*AIM OF THE TASK*.
Please copy the entries below verbatim, line for line.
[Start of RECORDS FOR THIS EXERCISE]
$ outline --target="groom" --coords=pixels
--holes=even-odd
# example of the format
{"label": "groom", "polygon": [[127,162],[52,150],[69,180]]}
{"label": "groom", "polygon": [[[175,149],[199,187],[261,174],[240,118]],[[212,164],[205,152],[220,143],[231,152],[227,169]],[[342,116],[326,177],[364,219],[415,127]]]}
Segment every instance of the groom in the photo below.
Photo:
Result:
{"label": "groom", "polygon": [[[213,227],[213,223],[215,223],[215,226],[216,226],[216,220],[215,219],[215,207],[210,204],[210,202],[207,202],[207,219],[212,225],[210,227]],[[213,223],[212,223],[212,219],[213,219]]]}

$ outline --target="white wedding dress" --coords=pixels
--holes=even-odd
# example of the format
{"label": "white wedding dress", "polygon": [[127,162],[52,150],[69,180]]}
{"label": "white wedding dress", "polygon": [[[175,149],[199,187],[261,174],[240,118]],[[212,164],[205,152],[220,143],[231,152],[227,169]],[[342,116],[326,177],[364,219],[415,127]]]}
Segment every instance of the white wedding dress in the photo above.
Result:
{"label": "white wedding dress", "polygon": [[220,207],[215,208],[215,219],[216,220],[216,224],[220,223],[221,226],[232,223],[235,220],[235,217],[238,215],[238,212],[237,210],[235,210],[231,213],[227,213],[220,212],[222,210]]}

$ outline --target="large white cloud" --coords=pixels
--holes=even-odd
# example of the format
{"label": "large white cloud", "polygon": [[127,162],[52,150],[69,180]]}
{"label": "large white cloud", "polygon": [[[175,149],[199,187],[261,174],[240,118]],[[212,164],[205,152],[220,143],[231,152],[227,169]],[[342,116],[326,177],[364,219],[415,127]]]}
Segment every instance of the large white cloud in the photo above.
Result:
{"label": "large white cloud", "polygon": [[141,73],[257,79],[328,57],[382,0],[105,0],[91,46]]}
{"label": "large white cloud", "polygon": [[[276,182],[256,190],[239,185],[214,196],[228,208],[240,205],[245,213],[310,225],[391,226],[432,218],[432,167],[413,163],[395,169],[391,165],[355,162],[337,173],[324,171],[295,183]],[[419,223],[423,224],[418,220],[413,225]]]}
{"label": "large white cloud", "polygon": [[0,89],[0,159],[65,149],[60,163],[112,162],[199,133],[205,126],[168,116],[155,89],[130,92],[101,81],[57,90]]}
[End of RECORDS FOR THIS EXERCISE]
*RESULT OF THE TASK*.
$ outline --target="groom" --coords=pixels
--holes=even-odd
# example of the format
{"label": "groom", "polygon": [[127,162],[52,150],[69,180]]}
{"label": "groom", "polygon": [[[175,149],[199,187],[261,174],[240,118]],[[212,164],[205,152],[220,143],[231,152],[227,169]],[[342,116],[326,177],[364,219],[415,127]]]}
Segment every instance of the groom in the photo below.
Photo:
Result:
{"label": "groom", "polygon": [[[213,227],[213,223],[215,223],[215,226],[216,226],[216,220],[215,219],[215,207],[210,204],[210,202],[207,202],[207,219],[212,225],[210,227]],[[213,223],[212,223],[212,219],[213,219]]]}

$ outline --target="white wedding dress" --coords=pixels
--holes=even-odd
# example of the format
{"label": "white wedding dress", "polygon": [[127,162],[52,150],[69,180]]}
{"label": "white wedding dress", "polygon": [[[175,149],[199,187],[261,174],[240,118]],[[212,164],[205,152],[220,143],[231,152],[227,169]],[[342,116],[326,177],[364,219],[415,127]]]}
Segment every instance of the white wedding dress in the photo above.
Result:
{"label": "white wedding dress", "polygon": [[220,207],[215,208],[215,219],[216,220],[216,224],[220,223],[221,226],[232,223],[235,220],[235,217],[238,215],[238,212],[237,210],[235,210],[231,213],[227,213],[220,212],[222,210]]}

$ outline --target="large white cloud" --coords=pixels
--holes=even-odd
# example of the format
{"label": "large white cloud", "polygon": [[127,162],[52,150],[69,180]]}
{"label": "large white cloud", "polygon": [[[175,149],[199,187],[261,174],[240,118]],[[212,164],[205,152],[220,143],[231,152],[227,169]],[[342,116],[326,177],[364,219],[415,127]]]}
Segment every instance of the large white cloud in the photo above.
Result:
{"label": "large white cloud", "polygon": [[141,73],[257,79],[328,57],[382,0],[105,0],[91,46]]}
{"label": "large white cloud", "polygon": [[[276,182],[256,190],[239,185],[214,196],[228,208],[240,205],[245,213],[310,225],[391,226],[432,218],[432,167],[413,163],[395,169],[391,165],[355,162],[337,173],[324,171],[295,183]],[[419,223],[423,224],[418,220],[413,225]]]}
{"label": "large white cloud", "polygon": [[0,89],[0,159],[65,149],[60,163],[112,162],[199,133],[205,126],[168,116],[155,89],[130,92],[101,81],[57,90]]}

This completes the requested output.